THE REQUEST: Retype the records word for word, starting at the line that contains "If you could drop a marker on the framed" and continuing through the end of the records.

___ DATASET RECORDS ___

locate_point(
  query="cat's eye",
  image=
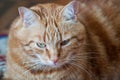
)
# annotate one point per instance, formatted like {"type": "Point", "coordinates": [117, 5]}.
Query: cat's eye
{"type": "Point", "coordinates": [41, 45]}
{"type": "Point", "coordinates": [65, 42]}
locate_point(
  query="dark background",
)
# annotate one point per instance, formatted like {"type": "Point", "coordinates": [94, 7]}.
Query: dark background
{"type": "Point", "coordinates": [9, 10]}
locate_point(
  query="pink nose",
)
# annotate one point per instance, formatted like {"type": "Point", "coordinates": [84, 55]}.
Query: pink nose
{"type": "Point", "coordinates": [55, 60]}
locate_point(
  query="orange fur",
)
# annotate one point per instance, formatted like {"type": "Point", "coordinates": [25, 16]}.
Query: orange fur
{"type": "Point", "coordinates": [82, 42]}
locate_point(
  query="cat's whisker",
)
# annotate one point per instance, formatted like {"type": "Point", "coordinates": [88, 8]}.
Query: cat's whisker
{"type": "Point", "coordinates": [30, 68]}
{"type": "Point", "coordinates": [27, 62]}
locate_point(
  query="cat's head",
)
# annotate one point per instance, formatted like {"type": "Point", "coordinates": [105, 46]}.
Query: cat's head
{"type": "Point", "coordinates": [50, 34]}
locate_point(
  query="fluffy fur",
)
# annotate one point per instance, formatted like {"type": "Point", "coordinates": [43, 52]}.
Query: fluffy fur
{"type": "Point", "coordinates": [80, 41]}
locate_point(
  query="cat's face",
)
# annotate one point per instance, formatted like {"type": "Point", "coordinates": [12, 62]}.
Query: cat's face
{"type": "Point", "coordinates": [51, 37]}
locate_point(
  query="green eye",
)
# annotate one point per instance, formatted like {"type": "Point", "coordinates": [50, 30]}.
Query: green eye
{"type": "Point", "coordinates": [41, 45]}
{"type": "Point", "coordinates": [65, 42]}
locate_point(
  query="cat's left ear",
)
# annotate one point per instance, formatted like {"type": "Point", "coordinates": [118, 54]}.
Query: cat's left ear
{"type": "Point", "coordinates": [70, 10]}
{"type": "Point", "coordinates": [27, 15]}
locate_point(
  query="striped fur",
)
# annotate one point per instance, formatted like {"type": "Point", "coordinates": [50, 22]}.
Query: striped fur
{"type": "Point", "coordinates": [93, 52]}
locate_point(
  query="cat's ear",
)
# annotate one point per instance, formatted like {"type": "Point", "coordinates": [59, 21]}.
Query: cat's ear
{"type": "Point", "coordinates": [27, 15]}
{"type": "Point", "coordinates": [70, 10]}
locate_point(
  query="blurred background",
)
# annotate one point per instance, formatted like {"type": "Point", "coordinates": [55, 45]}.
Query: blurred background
{"type": "Point", "coordinates": [8, 12]}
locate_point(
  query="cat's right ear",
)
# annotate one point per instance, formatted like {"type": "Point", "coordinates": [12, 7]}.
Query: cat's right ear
{"type": "Point", "coordinates": [27, 15]}
{"type": "Point", "coordinates": [71, 10]}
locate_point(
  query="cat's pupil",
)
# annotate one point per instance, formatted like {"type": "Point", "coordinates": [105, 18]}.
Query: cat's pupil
{"type": "Point", "coordinates": [65, 42]}
{"type": "Point", "coordinates": [41, 45]}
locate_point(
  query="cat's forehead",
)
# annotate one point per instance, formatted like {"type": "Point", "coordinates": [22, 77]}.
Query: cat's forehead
{"type": "Point", "coordinates": [48, 11]}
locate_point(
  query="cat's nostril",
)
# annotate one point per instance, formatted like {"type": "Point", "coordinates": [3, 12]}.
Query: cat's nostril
{"type": "Point", "coordinates": [55, 60]}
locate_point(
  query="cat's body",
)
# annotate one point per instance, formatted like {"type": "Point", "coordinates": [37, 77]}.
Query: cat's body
{"type": "Point", "coordinates": [80, 41]}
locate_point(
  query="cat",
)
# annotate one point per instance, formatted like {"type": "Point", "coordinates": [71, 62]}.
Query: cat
{"type": "Point", "coordinates": [78, 41]}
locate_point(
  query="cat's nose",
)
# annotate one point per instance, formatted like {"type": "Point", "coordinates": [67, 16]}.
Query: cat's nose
{"type": "Point", "coordinates": [55, 60]}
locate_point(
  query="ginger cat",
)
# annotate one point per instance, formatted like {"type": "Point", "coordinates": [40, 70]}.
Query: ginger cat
{"type": "Point", "coordinates": [78, 41]}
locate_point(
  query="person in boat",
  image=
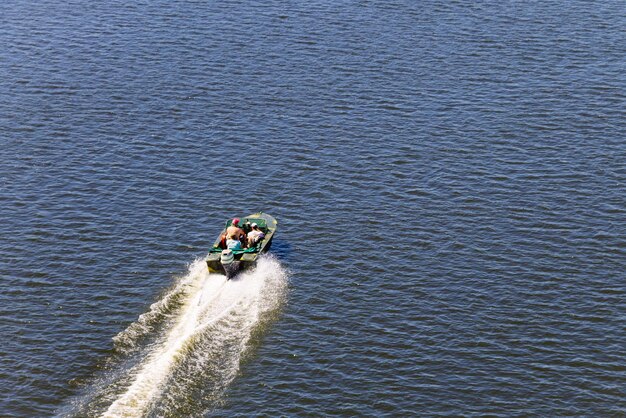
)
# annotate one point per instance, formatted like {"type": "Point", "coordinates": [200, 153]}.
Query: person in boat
{"type": "Point", "coordinates": [255, 235]}
{"type": "Point", "coordinates": [234, 235]}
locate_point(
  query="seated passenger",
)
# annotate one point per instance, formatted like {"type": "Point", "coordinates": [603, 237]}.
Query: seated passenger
{"type": "Point", "coordinates": [233, 232]}
{"type": "Point", "coordinates": [233, 244]}
{"type": "Point", "coordinates": [255, 235]}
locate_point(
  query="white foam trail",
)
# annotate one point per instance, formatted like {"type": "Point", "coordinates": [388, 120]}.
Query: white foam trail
{"type": "Point", "coordinates": [209, 300]}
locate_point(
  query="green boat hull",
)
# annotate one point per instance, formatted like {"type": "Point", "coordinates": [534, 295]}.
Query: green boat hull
{"type": "Point", "coordinates": [243, 259]}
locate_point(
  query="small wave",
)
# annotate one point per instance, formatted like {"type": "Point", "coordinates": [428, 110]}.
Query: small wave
{"type": "Point", "coordinates": [210, 321]}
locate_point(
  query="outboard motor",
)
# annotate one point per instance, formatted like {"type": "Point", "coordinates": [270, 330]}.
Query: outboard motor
{"type": "Point", "coordinates": [228, 262]}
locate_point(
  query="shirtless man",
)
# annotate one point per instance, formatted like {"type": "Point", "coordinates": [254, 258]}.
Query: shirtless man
{"type": "Point", "coordinates": [255, 235]}
{"type": "Point", "coordinates": [233, 232]}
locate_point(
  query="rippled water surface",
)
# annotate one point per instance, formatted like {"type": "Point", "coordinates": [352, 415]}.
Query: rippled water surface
{"type": "Point", "coordinates": [449, 180]}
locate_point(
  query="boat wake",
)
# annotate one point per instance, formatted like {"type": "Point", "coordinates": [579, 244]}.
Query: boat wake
{"type": "Point", "coordinates": [179, 357]}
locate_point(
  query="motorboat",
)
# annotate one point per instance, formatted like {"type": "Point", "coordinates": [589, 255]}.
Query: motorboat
{"type": "Point", "coordinates": [230, 262]}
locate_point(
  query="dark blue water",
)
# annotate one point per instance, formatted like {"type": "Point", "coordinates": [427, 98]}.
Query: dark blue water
{"type": "Point", "coordinates": [449, 180]}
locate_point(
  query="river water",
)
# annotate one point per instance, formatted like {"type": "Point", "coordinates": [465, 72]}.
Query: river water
{"type": "Point", "coordinates": [448, 177]}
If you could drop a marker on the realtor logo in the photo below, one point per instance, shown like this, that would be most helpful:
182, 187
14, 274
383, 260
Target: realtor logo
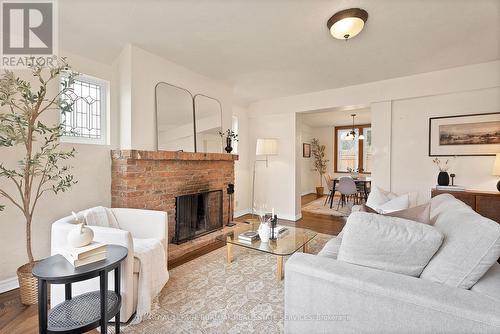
28, 32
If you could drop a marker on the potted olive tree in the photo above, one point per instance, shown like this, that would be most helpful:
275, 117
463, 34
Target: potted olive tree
39, 168
320, 161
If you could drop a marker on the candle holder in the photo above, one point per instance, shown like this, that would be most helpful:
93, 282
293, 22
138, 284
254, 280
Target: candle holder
274, 223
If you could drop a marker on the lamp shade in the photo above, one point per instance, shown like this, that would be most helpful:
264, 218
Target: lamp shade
267, 146
496, 166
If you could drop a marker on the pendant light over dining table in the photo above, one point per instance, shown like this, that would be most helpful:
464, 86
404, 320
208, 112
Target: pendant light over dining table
347, 23
352, 134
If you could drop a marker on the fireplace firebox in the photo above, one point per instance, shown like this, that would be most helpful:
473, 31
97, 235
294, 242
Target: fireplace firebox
197, 214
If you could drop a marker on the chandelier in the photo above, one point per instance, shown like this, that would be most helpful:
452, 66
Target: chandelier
352, 134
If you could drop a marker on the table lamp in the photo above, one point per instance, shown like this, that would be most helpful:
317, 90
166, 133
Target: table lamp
496, 169
266, 147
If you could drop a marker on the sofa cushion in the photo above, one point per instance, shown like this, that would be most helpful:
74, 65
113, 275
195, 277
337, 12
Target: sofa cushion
489, 284
471, 245
100, 216
420, 214
384, 201
331, 248
388, 243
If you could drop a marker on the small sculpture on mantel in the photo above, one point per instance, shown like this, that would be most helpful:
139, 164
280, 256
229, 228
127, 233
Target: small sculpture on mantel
230, 137
452, 175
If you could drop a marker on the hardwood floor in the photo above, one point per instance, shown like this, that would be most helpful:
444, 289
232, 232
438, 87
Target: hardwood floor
16, 318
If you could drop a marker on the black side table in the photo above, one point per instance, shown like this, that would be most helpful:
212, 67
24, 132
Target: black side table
86, 311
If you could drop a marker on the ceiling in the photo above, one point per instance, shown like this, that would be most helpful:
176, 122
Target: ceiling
271, 48
335, 117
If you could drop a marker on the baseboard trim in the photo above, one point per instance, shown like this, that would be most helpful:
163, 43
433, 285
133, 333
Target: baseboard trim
292, 218
313, 191
9, 284
242, 212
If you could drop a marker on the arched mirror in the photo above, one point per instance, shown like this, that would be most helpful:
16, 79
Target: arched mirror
174, 118
208, 122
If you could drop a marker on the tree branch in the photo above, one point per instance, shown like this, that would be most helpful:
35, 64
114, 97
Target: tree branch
4, 194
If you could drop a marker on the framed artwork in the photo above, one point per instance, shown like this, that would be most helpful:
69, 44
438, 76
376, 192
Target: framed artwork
306, 150
464, 135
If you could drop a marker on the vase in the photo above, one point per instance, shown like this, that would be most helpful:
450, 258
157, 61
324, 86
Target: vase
443, 179
228, 147
80, 236
264, 232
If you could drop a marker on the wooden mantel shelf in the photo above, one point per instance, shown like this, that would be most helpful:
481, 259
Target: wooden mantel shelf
170, 155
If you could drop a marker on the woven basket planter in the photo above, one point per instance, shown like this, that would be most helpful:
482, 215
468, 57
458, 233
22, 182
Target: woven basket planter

___

FULL OUTPUT:
If you could drop a marker on the framed artwork in the photo above, one point per instance, shown like this, that would be most helpful:
69, 44
438, 76
376, 192
Target: framed artwork
306, 150
464, 135
If you could drop a marker on the vase in the photo above, one point per instance, shown like this, that would be most helpful:
450, 258
157, 61
324, 86
Target: vase
443, 179
228, 147
80, 236
264, 232
If you could drop a marker on the wooden mantel shelf in the photo above, one point per instance, shown like this, that would be most helpful:
481, 259
Target: wooden mantel shelf
170, 155
If you could drop a marker on the woven basket planter in the photo above, one point per instance, shown like this, that would be most helpful:
482, 215
468, 57
458, 233
22, 182
Target: woven basket planter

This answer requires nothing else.